EXERCISE: Could you repeat the records below exactly, leaving out any pictures?
START DATASET
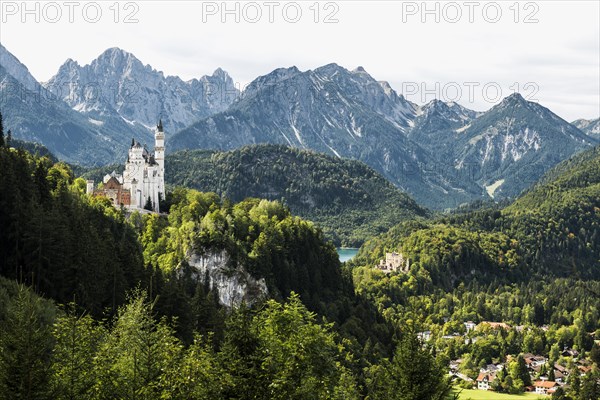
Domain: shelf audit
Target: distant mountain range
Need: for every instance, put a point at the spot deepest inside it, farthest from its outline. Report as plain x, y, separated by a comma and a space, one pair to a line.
87, 115
346, 198
441, 153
END DATASET
ANSWER TO THIS PROBLEM:
Domain: shelf audit
Target: distant mountain range
Need: for every instance, put a point at the spot deepest inside it, farthest from its outline. Report as plain x, y, separated by a comma and a space, one pair to a line.
87, 115
346, 198
441, 153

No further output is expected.